▸ **SET EXERCISE**:
Retype the records exactly, from the line containing "rocky cliff, where" through the end of the records.

________

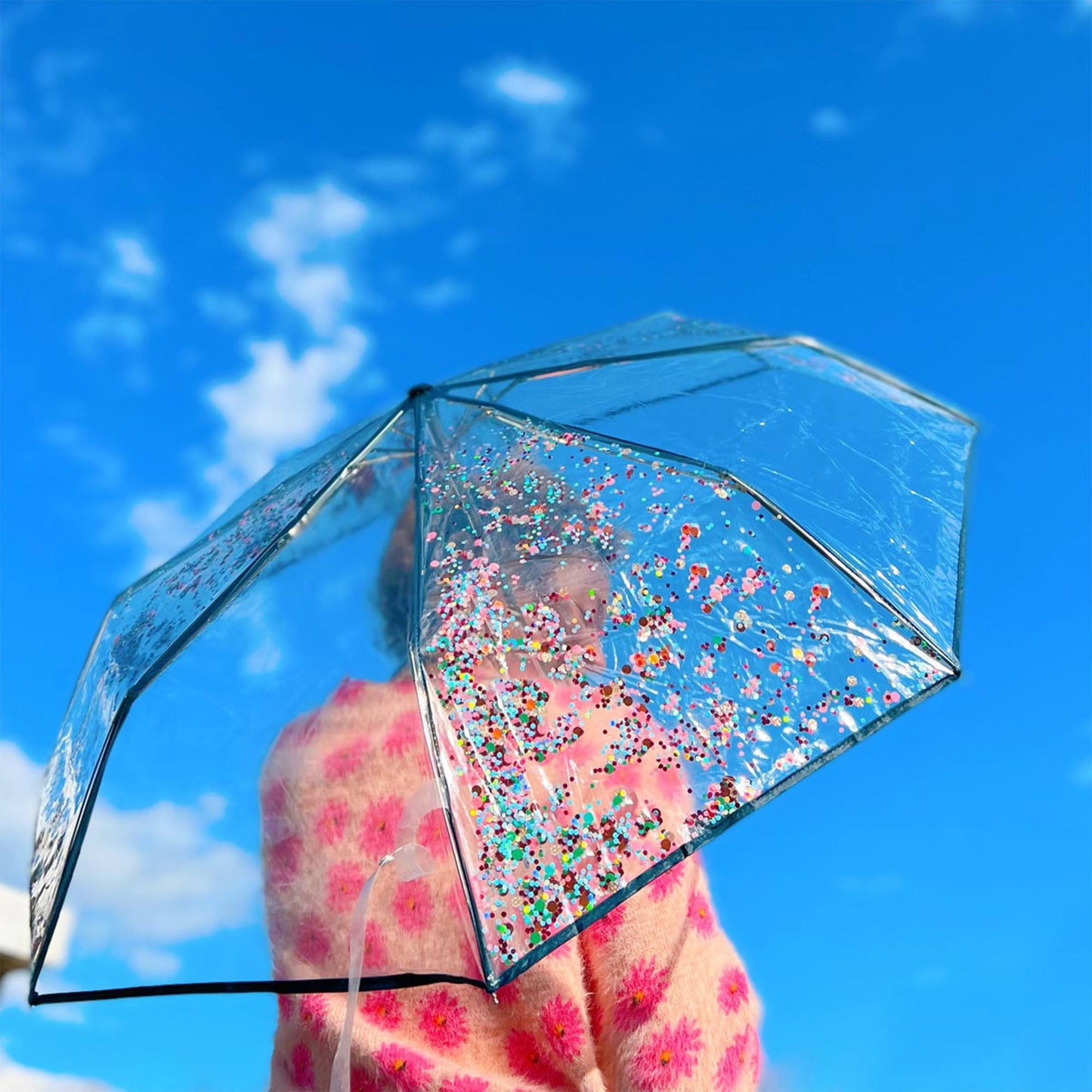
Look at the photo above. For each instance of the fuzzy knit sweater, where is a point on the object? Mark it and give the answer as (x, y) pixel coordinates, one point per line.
(652, 998)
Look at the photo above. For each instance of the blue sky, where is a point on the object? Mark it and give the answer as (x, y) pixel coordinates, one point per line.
(230, 230)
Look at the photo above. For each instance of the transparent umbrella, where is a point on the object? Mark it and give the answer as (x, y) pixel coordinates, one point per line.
(531, 638)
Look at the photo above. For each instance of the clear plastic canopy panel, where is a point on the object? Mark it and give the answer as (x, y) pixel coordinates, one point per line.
(606, 598)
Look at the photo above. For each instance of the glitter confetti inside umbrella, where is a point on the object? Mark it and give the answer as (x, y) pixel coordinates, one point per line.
(588, 608)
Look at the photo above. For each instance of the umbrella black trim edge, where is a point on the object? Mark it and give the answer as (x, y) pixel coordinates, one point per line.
(708, 834)
(402, 981)
(493, 984)
(247, 576)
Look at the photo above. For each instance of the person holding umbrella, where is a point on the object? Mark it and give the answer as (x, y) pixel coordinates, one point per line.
(650, 998)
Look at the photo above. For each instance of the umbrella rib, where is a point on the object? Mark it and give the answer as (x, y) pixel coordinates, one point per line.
(521, 417)
(687, 849)
(547, 370)
(432, 741)
(210, 613)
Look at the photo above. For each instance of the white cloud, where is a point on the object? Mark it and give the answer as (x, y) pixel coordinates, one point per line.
(132, 257)
(51, 125)
(830, 122)
(534, 88)
(104, 468)
(301, 222)
(441, 294)
(542, 98)
(128, 280)
(473, 150)
(104, 329)
(279, 405)
(164, 527)
(224, 308)
(147, 878)
(320, 292)
(462, 243)
(17, 1078)
(302, 237)
(392, 171)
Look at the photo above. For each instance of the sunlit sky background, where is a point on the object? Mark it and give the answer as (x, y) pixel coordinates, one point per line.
(230, 230)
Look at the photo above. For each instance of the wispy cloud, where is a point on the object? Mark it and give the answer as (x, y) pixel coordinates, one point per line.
(542, 98)
(51, 124)
(392, 172)
(311, 243)
(131, 269)
(302, 237)
(147, 878)
(224, 308)
(128, 277)
(280, 404)
(104, 468)
(164, 525)
(474, 151)
(442, 292)
(462, 245)
(17, 1078)
(106, 329)
(830, 124)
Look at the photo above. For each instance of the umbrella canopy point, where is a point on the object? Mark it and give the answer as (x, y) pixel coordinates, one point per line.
(690, 561)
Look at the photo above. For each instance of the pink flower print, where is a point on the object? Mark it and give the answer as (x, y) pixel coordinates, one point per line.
(405, 735)
(348, 691)
(299, 732)
(345, 760)
(382, 1008)
(464, 1084)
(639, 995)
(562, 1027)
(330, 826)
(302, 1068)
(734, 989)
(665, 883)
(363, 1080)
(375, 947)
(444, 1021)
(312, 942)
(284, 861)
(603, 930)
(413, 907)
(273, 800)
(527, 1060)
(595, 1016)
(379, 827)
(312, 1013)
(701, 914)
(743, 1056)
(667, 1055)
(432, 834)
(344, 883)
(407, 1070)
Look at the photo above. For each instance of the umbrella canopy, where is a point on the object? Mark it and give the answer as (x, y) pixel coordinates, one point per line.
(588, 608)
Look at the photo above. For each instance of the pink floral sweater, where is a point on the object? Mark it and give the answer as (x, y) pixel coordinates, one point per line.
(651, 998)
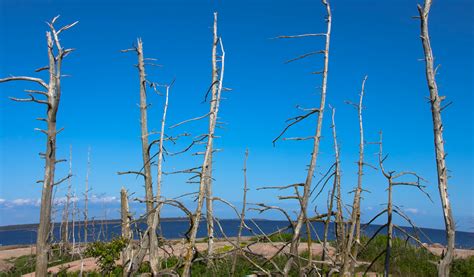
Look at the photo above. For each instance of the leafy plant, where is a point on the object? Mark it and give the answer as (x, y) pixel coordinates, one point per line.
(106, 253)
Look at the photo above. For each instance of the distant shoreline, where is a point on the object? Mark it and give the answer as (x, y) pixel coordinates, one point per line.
(172, 219)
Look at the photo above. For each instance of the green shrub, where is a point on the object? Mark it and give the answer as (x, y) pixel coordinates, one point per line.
(106, 253)
(463, 267)
(405, 259)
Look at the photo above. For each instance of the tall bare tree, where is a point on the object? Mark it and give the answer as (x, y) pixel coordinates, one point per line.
(436, 109)
(151, 239)
(126, 232)
(303, 199)
(242, 215)
(154, 257)
(86, 195)
(205, 190)
(52, 93)
(65, 219)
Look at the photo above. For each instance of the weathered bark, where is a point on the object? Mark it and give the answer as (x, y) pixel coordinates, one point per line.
(126, 232)
(316, 140)
(389, 229)
(242, 215)
(206, 174)
(53, 95)
(153, 244)
(436, 108)
(86, 196)
(209, 206)
(340, 228)
(154, 257)
(335, 193)
(353, 236)
(65, 221)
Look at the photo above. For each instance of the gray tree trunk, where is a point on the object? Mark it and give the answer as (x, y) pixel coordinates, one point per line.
(206, 174)
(56, 53)
(302, 217)
(436, 108)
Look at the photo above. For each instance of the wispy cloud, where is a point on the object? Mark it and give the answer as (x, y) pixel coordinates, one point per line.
(36, 202)
(104, 199)
(412, 210)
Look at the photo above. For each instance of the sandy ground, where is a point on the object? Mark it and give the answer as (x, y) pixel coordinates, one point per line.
(265, 249)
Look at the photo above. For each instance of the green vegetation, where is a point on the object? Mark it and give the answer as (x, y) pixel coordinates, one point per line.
(406, 260)
(26, 264)
(106, 253)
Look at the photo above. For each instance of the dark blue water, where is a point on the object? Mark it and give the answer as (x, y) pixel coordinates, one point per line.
(173, 229)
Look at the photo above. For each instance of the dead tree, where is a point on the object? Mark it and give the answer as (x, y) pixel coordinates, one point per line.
(353, 236)
(335, 193)
(86, 195)
(65, 221)
(154, 258)
(303, 199)
(393, 179)
(242, 215)
(205, 174)
(52, 93)
(125, 223)
(146, 174)
(436, 108)
(212, 124)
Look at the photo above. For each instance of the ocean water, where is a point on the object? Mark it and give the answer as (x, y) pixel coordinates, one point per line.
(175, 229)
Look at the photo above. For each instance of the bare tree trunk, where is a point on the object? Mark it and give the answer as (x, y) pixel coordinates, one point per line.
(353, 236)
(126, 232)
(316, 139)
(53, 96)
(340, 228)
(360, 173)
(154, 257)
(389, 230)
(209, 207)
(73, 217)
(334, 192)
(145, 154)
(436, 109)
(206, 174)
(242, 215)
(86, 195)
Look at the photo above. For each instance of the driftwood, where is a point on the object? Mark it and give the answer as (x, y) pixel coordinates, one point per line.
(436, 109)
(51, 91)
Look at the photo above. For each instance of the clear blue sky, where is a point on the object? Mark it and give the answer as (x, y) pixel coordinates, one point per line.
(98, 107)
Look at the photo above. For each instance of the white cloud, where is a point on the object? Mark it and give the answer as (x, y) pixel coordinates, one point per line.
(103, 199)
(412, 210)
(36, 202)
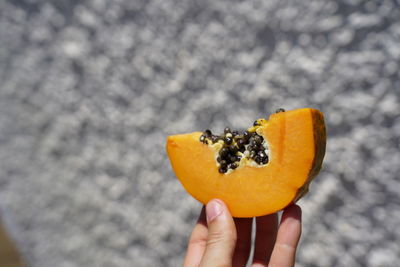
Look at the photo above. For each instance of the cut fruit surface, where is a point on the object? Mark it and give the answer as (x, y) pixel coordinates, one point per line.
(295, 144)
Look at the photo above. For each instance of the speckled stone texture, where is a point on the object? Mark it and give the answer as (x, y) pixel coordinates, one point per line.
(90, 89)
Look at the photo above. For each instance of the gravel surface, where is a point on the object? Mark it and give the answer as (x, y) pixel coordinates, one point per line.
(90, 89)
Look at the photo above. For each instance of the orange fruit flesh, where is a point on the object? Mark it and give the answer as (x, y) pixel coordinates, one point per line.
(296, 142)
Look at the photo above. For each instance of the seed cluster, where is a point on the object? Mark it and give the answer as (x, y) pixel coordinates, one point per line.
(235, 146)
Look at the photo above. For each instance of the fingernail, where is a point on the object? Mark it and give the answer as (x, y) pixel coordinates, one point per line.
(213, 210)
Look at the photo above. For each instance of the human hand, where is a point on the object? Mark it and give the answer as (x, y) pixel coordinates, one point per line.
(219, 240)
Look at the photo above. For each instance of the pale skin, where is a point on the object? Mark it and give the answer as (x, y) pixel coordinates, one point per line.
(220, 240)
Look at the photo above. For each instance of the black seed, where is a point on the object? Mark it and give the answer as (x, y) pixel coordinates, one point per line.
(222, 170)
(258, 139)
(233, 149)
(253, 142)
(261, 154)
(234, 158)
(224, 151)
(246, 135)
(223, 163)
(215, 138)
(232, 166)
(228, 140)
(251, 147)
(240, 142)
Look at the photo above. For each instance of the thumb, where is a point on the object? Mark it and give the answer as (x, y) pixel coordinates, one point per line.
(221, 239)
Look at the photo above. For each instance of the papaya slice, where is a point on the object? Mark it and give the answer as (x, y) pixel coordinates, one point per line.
(292, 151)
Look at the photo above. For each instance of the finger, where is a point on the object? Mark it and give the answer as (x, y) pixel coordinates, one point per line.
(221, 237)
(197, 241)
(266, 230)
(289, 232)
(243, 243)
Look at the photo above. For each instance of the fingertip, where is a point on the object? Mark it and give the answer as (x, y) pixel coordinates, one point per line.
(214, 208)
(293, 211)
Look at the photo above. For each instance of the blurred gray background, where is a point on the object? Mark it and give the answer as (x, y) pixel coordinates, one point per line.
(90, 89)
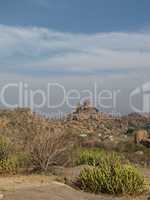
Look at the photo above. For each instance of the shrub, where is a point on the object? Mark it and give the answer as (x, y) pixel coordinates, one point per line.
(9, 166)
(95, 157)
(5, 147)
(112, 177)
(89, 157)
(48, 148)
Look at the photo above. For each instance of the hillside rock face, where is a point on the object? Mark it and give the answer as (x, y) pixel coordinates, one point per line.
(21, 125)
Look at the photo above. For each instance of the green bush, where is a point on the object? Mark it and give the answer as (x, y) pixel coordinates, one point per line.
(5, 147)
(112, 177)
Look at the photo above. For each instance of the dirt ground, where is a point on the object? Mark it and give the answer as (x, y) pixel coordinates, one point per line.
(40, 187)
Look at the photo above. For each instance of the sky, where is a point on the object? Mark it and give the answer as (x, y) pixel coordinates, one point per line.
(105, 41)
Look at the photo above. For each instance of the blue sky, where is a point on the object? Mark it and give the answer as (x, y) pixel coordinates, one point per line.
(86, 16)
(78, 37)
(76, 42)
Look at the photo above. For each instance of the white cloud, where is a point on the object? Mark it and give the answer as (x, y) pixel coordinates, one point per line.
(31, 48)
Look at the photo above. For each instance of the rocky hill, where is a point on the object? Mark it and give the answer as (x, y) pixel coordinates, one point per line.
(21, 124)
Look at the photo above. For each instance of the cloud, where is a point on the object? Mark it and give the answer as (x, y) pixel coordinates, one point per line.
(41, 51)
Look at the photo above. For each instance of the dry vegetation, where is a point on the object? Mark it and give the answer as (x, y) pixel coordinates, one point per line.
(30, 142)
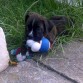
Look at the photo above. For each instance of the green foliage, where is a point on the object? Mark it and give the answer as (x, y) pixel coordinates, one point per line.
(12, 17)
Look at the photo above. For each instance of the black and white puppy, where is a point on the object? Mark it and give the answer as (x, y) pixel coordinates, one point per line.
(37, 26)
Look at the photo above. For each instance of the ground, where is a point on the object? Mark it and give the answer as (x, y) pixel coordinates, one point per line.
(65, 67)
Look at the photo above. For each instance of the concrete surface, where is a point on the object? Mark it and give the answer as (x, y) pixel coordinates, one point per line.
(29, 72)
(68, 63)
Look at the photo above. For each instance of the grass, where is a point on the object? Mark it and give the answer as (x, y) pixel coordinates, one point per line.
(12, 18)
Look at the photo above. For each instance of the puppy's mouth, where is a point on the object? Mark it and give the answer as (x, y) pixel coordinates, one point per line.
(36, 36)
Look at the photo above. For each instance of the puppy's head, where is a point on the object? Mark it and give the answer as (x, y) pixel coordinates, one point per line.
(36, 26)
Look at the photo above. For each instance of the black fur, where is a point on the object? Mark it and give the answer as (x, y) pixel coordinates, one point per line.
(43, 27)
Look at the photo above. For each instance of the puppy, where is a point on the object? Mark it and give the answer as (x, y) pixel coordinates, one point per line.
(37, 26)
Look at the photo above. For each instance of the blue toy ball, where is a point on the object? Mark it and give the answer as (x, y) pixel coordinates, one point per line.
(45, 45)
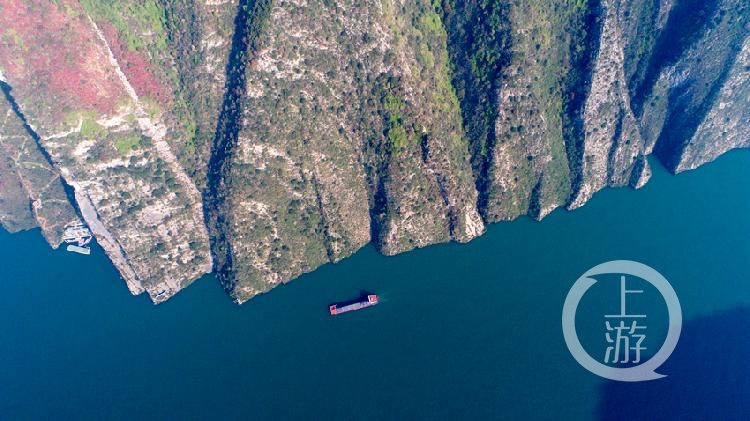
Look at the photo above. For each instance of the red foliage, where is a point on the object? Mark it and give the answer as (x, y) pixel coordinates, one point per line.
(55, 57)
(136, 68)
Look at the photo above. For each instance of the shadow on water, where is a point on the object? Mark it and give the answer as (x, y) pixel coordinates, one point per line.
(708, 376)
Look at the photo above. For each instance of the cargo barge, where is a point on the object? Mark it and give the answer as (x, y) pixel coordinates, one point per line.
(365, 302)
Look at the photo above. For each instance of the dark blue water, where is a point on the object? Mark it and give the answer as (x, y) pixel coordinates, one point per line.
(463, 331)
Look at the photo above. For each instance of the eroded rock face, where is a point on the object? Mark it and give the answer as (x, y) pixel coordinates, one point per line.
(273, 136)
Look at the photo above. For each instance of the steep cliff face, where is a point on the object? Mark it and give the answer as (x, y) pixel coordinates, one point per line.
(86, 88)
(272, 136)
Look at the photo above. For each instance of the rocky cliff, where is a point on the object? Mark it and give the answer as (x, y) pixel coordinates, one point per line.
(263, 138)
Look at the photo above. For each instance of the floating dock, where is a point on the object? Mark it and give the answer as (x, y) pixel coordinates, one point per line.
(76, 249)
(368, 301)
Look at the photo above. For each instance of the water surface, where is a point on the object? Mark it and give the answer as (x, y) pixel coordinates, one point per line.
(463, 331)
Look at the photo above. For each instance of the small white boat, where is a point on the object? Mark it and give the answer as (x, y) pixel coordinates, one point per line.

________

▸ **EXERCISE RESULT**:
Look at the photo above. For each instance of the rocky cliff, where is a point on the object? Mark it and give the answer as (x, y) pixel coordinates, one point per line.
(263, 138)
Look at the photo above. For each instance of the floating dock, where is a point on the object? Mark it and give the answer as (x, y) pixel coordinates, one point per line.
(76, 249)
(368, 301)
Look at the photo above. For each instance of the water surface, where is a point on the object? Mark it and give the answer as (x, y) pixel coordinates, one point per line.
(463, 331)
Look at the photo above. For each instance of the small white boat, where is a point on the object? Mark it and give the answer as (x, y) pixel coordinates, one point per line.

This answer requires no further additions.